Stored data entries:

--------------------

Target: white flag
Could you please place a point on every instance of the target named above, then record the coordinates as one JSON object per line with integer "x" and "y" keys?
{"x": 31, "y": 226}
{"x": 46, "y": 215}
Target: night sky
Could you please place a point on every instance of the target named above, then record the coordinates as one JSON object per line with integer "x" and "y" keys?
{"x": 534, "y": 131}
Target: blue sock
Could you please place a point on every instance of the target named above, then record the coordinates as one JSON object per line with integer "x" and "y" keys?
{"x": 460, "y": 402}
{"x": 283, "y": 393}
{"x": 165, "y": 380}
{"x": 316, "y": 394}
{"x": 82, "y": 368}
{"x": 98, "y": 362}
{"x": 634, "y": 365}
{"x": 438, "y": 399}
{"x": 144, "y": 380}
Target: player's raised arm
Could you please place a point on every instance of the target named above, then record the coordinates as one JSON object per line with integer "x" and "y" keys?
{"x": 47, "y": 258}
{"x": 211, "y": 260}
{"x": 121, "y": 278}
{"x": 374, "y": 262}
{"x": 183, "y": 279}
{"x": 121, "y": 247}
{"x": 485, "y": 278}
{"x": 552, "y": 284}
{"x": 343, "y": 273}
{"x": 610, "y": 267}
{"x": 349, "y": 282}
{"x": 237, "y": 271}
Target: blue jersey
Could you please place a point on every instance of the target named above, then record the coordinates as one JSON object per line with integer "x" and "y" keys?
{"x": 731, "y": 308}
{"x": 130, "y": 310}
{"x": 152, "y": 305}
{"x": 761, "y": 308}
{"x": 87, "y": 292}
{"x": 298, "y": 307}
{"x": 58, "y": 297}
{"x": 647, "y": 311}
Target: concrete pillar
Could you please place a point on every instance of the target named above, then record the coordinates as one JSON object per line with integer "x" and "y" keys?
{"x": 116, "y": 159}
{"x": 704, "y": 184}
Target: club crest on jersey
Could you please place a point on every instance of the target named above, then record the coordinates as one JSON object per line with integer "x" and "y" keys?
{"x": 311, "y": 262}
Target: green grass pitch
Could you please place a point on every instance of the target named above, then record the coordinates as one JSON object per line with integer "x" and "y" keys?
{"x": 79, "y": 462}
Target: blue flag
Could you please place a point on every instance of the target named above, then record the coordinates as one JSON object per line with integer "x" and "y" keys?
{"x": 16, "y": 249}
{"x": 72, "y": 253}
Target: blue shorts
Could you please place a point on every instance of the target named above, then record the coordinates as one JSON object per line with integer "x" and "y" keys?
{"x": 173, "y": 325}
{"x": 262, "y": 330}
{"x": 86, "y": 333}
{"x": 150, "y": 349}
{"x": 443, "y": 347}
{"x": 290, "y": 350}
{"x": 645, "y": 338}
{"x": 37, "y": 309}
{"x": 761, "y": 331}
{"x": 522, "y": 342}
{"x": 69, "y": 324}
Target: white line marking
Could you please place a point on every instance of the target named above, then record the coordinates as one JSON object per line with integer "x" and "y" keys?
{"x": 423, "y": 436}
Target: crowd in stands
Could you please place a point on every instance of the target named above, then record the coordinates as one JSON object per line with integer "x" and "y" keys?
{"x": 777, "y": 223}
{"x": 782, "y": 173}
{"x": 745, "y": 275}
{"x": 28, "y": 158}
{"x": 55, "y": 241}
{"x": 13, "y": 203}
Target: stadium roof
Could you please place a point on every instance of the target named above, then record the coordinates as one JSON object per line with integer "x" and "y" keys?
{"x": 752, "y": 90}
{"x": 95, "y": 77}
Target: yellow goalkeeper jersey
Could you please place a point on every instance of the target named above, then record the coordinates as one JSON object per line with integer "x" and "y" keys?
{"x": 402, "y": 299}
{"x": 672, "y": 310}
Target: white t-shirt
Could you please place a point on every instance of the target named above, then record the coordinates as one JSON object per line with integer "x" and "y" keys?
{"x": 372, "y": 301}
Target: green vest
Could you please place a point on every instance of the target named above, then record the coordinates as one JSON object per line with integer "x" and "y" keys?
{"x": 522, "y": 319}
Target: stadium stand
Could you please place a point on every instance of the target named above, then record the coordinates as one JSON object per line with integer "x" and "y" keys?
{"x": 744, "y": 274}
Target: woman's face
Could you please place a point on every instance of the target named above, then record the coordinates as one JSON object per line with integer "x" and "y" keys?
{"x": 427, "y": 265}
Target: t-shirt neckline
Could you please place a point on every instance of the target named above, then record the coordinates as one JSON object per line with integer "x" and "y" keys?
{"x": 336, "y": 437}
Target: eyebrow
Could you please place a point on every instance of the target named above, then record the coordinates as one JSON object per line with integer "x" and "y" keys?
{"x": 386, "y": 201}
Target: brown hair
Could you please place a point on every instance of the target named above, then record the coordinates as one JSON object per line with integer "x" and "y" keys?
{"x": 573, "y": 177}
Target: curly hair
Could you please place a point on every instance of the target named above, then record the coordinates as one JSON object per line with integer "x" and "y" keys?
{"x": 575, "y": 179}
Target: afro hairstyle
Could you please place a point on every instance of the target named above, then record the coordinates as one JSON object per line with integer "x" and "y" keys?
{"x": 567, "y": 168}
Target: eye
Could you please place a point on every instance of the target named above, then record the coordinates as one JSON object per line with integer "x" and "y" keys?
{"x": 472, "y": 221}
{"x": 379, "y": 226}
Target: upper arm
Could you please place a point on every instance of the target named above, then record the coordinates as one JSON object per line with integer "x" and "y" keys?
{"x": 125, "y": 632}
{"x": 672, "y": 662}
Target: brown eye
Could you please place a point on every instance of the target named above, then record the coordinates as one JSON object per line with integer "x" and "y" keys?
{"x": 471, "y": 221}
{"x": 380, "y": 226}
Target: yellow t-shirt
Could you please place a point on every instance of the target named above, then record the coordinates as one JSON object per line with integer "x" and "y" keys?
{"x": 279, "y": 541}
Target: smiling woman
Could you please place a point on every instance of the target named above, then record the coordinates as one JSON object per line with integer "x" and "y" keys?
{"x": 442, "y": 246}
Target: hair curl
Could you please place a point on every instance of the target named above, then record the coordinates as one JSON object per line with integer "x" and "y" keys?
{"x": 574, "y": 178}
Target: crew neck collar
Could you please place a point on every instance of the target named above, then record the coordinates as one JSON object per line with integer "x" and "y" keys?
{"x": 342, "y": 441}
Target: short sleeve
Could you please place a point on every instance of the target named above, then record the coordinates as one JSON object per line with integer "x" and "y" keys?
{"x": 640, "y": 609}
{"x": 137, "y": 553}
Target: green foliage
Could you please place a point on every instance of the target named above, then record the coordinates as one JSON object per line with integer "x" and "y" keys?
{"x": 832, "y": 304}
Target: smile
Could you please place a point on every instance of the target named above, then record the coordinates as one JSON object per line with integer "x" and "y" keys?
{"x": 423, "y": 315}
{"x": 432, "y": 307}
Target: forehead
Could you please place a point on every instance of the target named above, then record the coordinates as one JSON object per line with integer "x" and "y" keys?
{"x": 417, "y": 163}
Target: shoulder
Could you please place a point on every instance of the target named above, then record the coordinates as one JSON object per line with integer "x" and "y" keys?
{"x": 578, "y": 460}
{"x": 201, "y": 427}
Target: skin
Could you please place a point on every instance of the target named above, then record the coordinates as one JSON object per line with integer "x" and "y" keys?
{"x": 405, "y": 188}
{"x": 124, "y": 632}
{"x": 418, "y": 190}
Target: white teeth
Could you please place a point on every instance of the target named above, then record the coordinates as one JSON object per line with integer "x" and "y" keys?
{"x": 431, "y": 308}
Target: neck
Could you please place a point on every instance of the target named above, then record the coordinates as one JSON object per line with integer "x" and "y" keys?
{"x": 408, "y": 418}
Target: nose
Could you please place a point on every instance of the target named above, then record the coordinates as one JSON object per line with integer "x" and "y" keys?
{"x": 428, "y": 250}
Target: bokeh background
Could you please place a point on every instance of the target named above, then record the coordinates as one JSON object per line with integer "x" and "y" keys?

--------------------

Aim:
Return each entry from above without altering a single character.

Written response:
Target: white flag
Could you please place a point on every instance of the target named above, then record the coordinates as one JSON object per line with integer "x" and "y" keys?
{"x": 31, "y": 226}
{"x": 46, "y": 215}
Target: night sky
Could you please place a point on every instance of the target named above, then record the coordinates as one JSON object per line with integer "x" and "y" keys?
{"x": 534, "y": 131}
Target: blue sock
Could you please place a point on every instance of the target named above, then record the coordinates as one JSON object per line with integer "x" and "y" keys?
{"x": 460, "y": 402}
{"x": 283, "y": 393}
{"x": 165, "y": 380}
{"x": 316, "y": 394}
{"x": 82, "y": 368}
{"x": 98, "y": 362}
{"x": 634, "y": 365}
{"x": 438, "y": 399}
{"x": 144, "y": 380}
Target: player's raised arm
Could you please place a point on every instance of the target named above, then record the coordinates as one JSON object per line with integer "x" and "y" keys?
{"x": 47, "y": 258}
{"x": 211, "y": 260}
{"x": 121, "y": 278}
{"x": 374, "y": 262}
{"x": 183, "y": 279}
{"x": 121, "y": 247}
{"x": 485, "y": 278}
{"x": 552, "y": 284}
{"x": 343, "y": 273}
{"x": 610, "y": 267}
{"x": 349, "y": 282}
{"x": 237, "y": 271}
Target: blue jersey
Could you please place a point on every instance of the target named above, then record the coordinates as one JSON object per line with integer "x" and "y" keys?
{"x": 731, "y": 308}
{"x": 130, "y": 310}
{"x": 152, "y": 305}
{"x": 761, "y": 308}
{"x": 87, "y": 292}
{"x": 298, "y": 307}
{"x": 58, "y": 297}
{"x": 647, "y": 311}
Target: concrete pillar
Could you please place a point on every instance of the target named above, then record the coordinates as one JSON object per line with integer "x" and "y" keys?
{"x": 116, "y": 159}
{"x": 704, "y": 184}
Target: club crest on jersey
Could you please place a point on every instance of the target named above, then record the coordinates as one JSON object per line with integer "x" and "y" keys?
{"x": 311, "y": 262}
Target: green grass pitch
Could you please place a point on every instance of the target named above, then record the coordinates as one JSON object per line with integer "x" and "y" keys?
{"x": 79, "y": 462}
Target: blue flag
Could you please place a point on every instance of the target named above, then record the coordinates as one JSON object per line with integer "x" and "y" keys?
{"x": 16, "y": 249}
{"x": 72, "y": 253}
Target: blue shorts
Could you please place a point on every instance of the target named above, then record the coordinates as one JSON object per line with integer "x" and "y" keys?
{"x": 173, "y": 325}
{"x": 262, "y": 330}
{"x": 86, "y": 333}
{"x": 150, "y": 349}
{"x": 443, "y": 347}
{"x": 290, "y": 350}
{"x": 645, "y": 338}
{"x": 37, "y": 309}
{"x": 761, "y": 331}
{"x": 522, "y": 342}
{"x": 69, "y": 324}
Target: white line marking
Could you please place a point on every instance of the target named above, then record the coordinates as one JSON object per line with integer "x" and "y" keys?
{"x": 423, "y": 436}
Target: crowd in stands
Could you please place a point on every instance of the target named above, then record the coordinates as one JSON object per line with integer "x" and "y" keys?
{"x": 777, "y": 223}
{"x": 782, "y": 173}
{"x": 745, "y": 275}
{"x": 28, "y": 158}
{"x": 55, "y": 241}
{"x": 13, "y": 203}
Target: stadium roof
Could you please place a point on every instance of the target named above, then record the coordinates as one JSON object per line with integer "x" and "y" keys?
{"x": 752, "y": 90}
{"x": 95, "y": 77}
Target: yellow goalkeeper jersey
Could you please place a point on every instance of the target named above, then record the coordinates as one JSON object per line with integer "x" and "y" keys?
{"x": 402, "y": 299}
{"x": 672, "y": 310}
Target: white t-shirt
Could you please place a point on every instance of the target named above, then record the coordinates as one JSON object per line with integer "x" and "y" keys?
{"x": 372, "y": 301}
Target: green vest
Could you please place a point on every instance of the target named above, then record the coordinates as one JSON object per line with integer "x" and "y" keys?
{"x": 522, "y": 319}
Target: stadium stand
Could you please place a point on every instance of the target named above, then record the coordinates as one JSON object per line with integer "x" and "y" keys?
{"x": 744, "y": 274}
Target: woman's face
Could you please place a point on every instance of the target named above, then record the coordinates as one JSON object per line with integer "x" and "y" keys?
{"x": 427, "y": 265}
Target: t-shirt neckline
Could you please place a point on every instance of the target named above, then record the coordinates as one JSON object per line with integer "x" and "y" keys?
{"x": 336, "y": 437}
Target: eyebrow
Could you please place a point on every instance of the target named above, then record the coordinates as one JSON object per line with integer "x" and "y" keys?
{"x": 386, "y": 201}
Target: brown hair
Could you please place a point on every instance of the target named above, then record the coordinates as one JSON object per line with integer "x" and "y" keys?
{"x": 573, "y": 177}
Target: curly hair
Could you please place a point on every instance of the target named above, then record the coordinates as one JSON object per line with integer "x" and "y" keys?
{"x": 575, "y": 179}
Target: afro hairstyle
Could you please place a point on every instance of the target named above, then record the coordinates as one JSON object per line with integer "x" and "y" keys?
{"x": 567, "y": 168}
Target: eye
Could you please place a point on every instance of the target named above, then record the coordinates as one JSON object per line with integer "x" and "y" keys?
{"x": 472, "y": 221}
{"x": 379, "y": 226}
Target: upper arm
Could you please place a point on every instance of the target named above, then record the coordinates as one JSON object per line with integer "x" and "y" keys?
{"x": 125, "y": 632}
{"x": 672, "y": 662}
Target: brown eye
Could you please place a point on every instance of the target named above, then record the coordinates as one JSON object per line with integer "x" and "y" keys?
{"x": 471, "y": 221}
{"x": 380, "y": 226}
Target: yellow t-shirt
Could you please place a point on every instance of the target named above, then record the coordinates as one JSON object per line with integer "x" and "y" keys?
{"x": 279, "y": 541}
Target: smiling woman
Could you please place a point on every instance of the target named above, then record the coordinates as one JSON object per line with integer "x" and "y" keys?
{"x": 442, "y": 246}
Target: hair curl
Could you please place a point on every instance of the target named above, then record the coordinates as one JSON object per line with integer "x" and "y" keys?
{"x": 574, "y": 178}
Target: crew neck collar
Could you please place a point on every instance of the target named above, then record the coordinates as one JSON object per line with integer "x" and "y" keys?
{"x": 342, "y": 441}
Target: short sleeve
Could you please place a point on every instance of the target named above, then record the coordinates as one JSON object per line with integer "x" and "y" keys?
{"x": 640, "y": 609}
{"x": 137, "y": 553}
Target: green foliage
Could you please place a point on every instance of the target named above, then record the coordinates as one JSON object per line with integer "x" and "y" keys?
{"x": 832, "y": 304}
Target: smile
Could you please place a point on every instance of the target named above, then record the coordinates as one JSON object per line with integer "x" and "y" keys?
{"x": 423, "y": 315}
{"x": 432, "y": 307}
Target: forehead
Could you please place a point on every instance of the target named above, then record the coordinates as one JSON object per line with integer "x" and "y" keys?
{"x": 417, "y": 163}
Target: shoulder
Could you please place a point on every instance of the target named above, then record the coordinates as one JSON object per line with integer "x" and "y" keys?
{"x": 578, "y": 460}
{"x": 201, "y": 427}
Target: skin
Could you please place a point on every instance of the target named above, then record the coordinates as one JSON object per line with integer "x" and "y" keys?
{"x": 405, "y": 188}
{"x": 124, "y": 632}
{"x": 418, "y": 190}
Target: white teeth
Could you please place a point on every instance of the target named above, then record the coordinates as one JSON object per line with integer "x" and "y" keys?
{"x": 431, "y": 308}
Target: neck
Could you please place a point on every instance of the target named above, then record the coordinates as one JSON object per line with integer "x" and "y" keys?
{"x": 408, "y": 418}
Target: nose
Could you please place a point on every instance of the target named above, then record the coordinates as one JSON object per line with integer "x" and "y" keys?
{"x": 428, "y": 250}
Target: bokeh background
Could you please place a point on every instance of the target named above, then record the coordinates as one JSON object per line with integer "x" and "y" keys?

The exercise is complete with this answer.